=== Data extract ===

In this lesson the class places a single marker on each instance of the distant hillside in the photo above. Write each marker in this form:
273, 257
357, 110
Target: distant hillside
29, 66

===

Given task:
Please copy the records above word for word, keeping every line and number unchanged.

Response for this exercise:
In this lesson the class places a single marker on each instance of the distant hillside in the photo above. Write each marker in this form:
273, 257
357, 110
Target: distant hillside
29, 66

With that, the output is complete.